• **原文抜粋**
______
2014年10月15日

エボラ出血熱~感染症危機管理の立場から~(2)


 前回は、病気の症状、治療、予防に関して書きましたが、今回は、エボラ出血熱に対して、国としてどのように対応すべきなのかを論じることにします。
 大きな命題として、“我が国のエボラ熱対策に問題があるかどうか”という事があげられます。それに対しては、「非常に問題がある」と言わざるを得ません。感染症専門家の不足、感染症病棟の不足、水際対策の不徹底、など、様々な問題点が指摘されていますが、最も大きな欠陥として、「我が国には危機管理の概念がない」という事だと思います。言い換えれば、「平時」と「有事」の区別ができていないという事です。具体的にどういうことなのか書いてゆきます。
 エボラ出血熱をはじめとする感染症は、感染症法という法律で規制されています。感染症の中で、我が国に通常存在しないものに関しては、外来感染症として検疫法でも縛られています。エボラ出血熱の場合、感染症法では感染症類型1に、また、検疫法では一塁感染症に位置づけられています。これは厚労行政において、どのような意味を持つのかといえば、検疫感染症が外国で発生している場合は、検疫所、すなわち厚生労働省が主体となって、その対策に当たるという事です。もっとわかりやすく言えば、検疫官が防護服に身を包んで、サーモグラフィーという表面温度をはかり、「水際で食いとめ、国内には絶対に入れない」とする対策です。
 しかし、感染症には潜伏期間があり、空港で食い止めることは不可能です。14~15世紀に世界的に大流行したペストの際、イタリアの海岸線で、流行地から来た船を40日間停めおきましたが、ペストから逃れた国はありませんでした。船が主要な運輸手段であったペストの時代、感染症の流行が起こると、次の流行が起こるまで、4,5日の猶予がありました。ところが今や航空機が主流ですから、48時間以内に世界中に移動できます。このような状況で、感染症を水際で防ぐという事が、いかに困難かという事がおわかりになると思います。
______
• **演習の目標**
エボラ出血熱への国の対策を論じた上の文章を、最後の文の後から書き進めよ。

• **提供情報**
______
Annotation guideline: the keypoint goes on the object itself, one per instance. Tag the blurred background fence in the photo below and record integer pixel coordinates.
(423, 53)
______
• **解答欄**
 当然、検疫をすりぬけ、国内発生が起こるわけですが、ここでの主体は、厚生労働省ではなく、地方自治体になります。それは、国内では検疫法は適応されず、感染症法に法って、地方自治体が主導となるからです。代々木公園でのデング熱発生の際、防護服を着用して消毒作業を行っていたのは、東京都の職員というのが、わかりやすい例でしょう。
 繰り返しますが、エボラ出血熱には潜伏期がありますから、検疫所に黄色のテープを張って食い止めるというのは限界があります。もしひとたび国内で発生すれば、非常に大きな問題となります。国内の問題にとどまらず、国際的にも大きな問題となるからです。観光客の減少などで経済にも影響する可能性があります。
 エボラ出血の様に感染力も強く、致死率も高く、(今回の流行では49%)、確立された治療法も予防法もない感染症が発生したら、国家の危機といえる状況を引き起こしかねません。ところが、こうした不測の事態に対応する現状は、国外法(検疫法)と国内法(感染症法)という縦割り行政であり、一元化された危機管理体制にはほど遠いものです。水際対策の重点化を進めるよりも、感染症を“国家危機”の一つととらえ、系統だった指令体系を構築することが最も重要です。

 私たちは近頃、新型インフルエンザ(2009年)流行を経験しました。WHOからも非難された水際作戦を見なおし、国民を真に健康被害から守るという、厚労省本来の役割を遂行すべき時であると考えます。